Excerpt provided
========
What a female engineer can/cannot do:
A while back I had read the book David and Goliath by Malcolm Gladwell which states that many of the US Presidents were orphans because extreme adversity makes some individuals to focus and pursue goals with steadfast determination. This implies that external factors serve as the ignition to fuel an individual’s achievements. Being an IT engineer means to a life long learner in the fast paced dynamic software engineering field . It’s demanding and challenging. Just as demanding are the societal pressures which are dis-proportionate towards men and women. Traditionally, men are expected to be primary providers whereas women are expected to be primary care givers. It’s this explicit expectation gap that direct men and women towards different goals and aspirations and subsequent under-representation in work-force. Society also judges a female unfavorably who works after child-birth. No one asked my husband why he continued to work even after our twin girls were born but I was asked a few times, sometimes subtly and other times bluntly. Luckily we had support of our family, my Mom/mother in law and a live in nanny were taking care of our girls while we were away at work. These societal nudges make a woman question her ambition and drive.

As far as neuroticism goes, in a work-place it’s occasionally acceptable for a male to display angry out-burst at some heated juncture in a discussion, but it’s considered weak to have teary out-burst. Funnily both are reactions of disagreement, how is one reaction superior to another? Who gets to decide ?
I would also argue that it is this feeling of being misunderstood that makes women more empathetic.

Women got voting rights much later but in today’s date it would be unimaginable that there once existed such disparity. Let us not judge what the other can/cannot do instead be equanimous and let meritocracy decide.
I grew up in a home which was gender agnostic and I just hope my girls live in gender neutral work-places and world!
========
Dataset content
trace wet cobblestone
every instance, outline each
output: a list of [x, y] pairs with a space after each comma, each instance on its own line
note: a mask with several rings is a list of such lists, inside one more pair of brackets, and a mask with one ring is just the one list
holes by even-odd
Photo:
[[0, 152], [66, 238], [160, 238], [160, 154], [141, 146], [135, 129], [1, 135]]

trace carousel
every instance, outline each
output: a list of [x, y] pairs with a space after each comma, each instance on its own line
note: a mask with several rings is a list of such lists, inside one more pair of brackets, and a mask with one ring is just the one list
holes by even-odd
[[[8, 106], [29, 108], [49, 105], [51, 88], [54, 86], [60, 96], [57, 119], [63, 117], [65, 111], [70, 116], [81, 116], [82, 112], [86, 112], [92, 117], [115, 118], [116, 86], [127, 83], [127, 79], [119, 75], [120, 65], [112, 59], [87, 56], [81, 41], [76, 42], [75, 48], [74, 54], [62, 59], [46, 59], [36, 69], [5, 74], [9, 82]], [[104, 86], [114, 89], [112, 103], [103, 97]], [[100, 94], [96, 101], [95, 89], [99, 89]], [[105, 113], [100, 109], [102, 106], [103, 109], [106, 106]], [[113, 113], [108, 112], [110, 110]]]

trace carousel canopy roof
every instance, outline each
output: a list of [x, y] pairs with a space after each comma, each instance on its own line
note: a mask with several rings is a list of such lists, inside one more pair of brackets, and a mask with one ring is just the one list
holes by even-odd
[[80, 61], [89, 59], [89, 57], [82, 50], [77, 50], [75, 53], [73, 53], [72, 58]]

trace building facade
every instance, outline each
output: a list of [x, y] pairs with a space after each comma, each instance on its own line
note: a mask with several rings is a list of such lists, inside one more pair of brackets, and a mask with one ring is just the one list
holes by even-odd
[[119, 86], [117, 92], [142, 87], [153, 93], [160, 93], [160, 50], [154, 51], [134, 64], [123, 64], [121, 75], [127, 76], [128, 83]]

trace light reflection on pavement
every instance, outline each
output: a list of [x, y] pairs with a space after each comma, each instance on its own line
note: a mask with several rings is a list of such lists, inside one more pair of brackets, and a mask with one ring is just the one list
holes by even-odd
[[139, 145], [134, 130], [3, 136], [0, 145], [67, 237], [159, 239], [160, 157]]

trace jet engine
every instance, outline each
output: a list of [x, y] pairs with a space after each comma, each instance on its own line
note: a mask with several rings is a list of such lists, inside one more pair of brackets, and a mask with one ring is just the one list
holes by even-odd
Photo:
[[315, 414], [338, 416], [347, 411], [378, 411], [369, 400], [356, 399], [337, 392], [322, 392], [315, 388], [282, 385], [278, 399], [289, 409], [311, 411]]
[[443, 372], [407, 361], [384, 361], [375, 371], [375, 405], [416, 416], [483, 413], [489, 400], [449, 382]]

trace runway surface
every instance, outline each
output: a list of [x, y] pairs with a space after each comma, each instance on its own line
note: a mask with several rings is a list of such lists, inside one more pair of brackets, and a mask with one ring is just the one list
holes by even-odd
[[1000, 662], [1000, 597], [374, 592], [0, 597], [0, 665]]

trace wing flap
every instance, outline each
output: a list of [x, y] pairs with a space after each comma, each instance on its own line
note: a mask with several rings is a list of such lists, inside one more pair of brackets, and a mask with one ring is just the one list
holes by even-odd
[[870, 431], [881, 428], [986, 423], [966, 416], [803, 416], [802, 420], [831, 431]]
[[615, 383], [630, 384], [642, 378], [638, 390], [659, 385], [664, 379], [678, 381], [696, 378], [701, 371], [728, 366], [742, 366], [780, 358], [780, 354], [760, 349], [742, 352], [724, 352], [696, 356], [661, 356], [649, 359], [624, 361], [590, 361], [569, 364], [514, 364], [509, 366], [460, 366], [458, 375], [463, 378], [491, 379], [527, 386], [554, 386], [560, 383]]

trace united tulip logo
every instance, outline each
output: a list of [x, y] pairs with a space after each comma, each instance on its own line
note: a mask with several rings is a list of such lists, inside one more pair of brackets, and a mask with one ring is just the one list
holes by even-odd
========
Problem description
Repeat the passage of the essay on what a female engineer can and cannot do that begins with the words "I would also" and stops after "work-places and world!", substituting "even-handed" for "equanimous".

Written answer
I would also argue that it is this feeling of being misunderstood that makes women more empathetic.

Women got voting rights much later but in today’s date it would be unimaginable that there once existed such disparity. Let us not judge what the other can/cannot do instead be even-handed and let meritocracy decide.
I grew up in a home which was gender agnostic and I just hope my girls live in gender neutral work-places and world!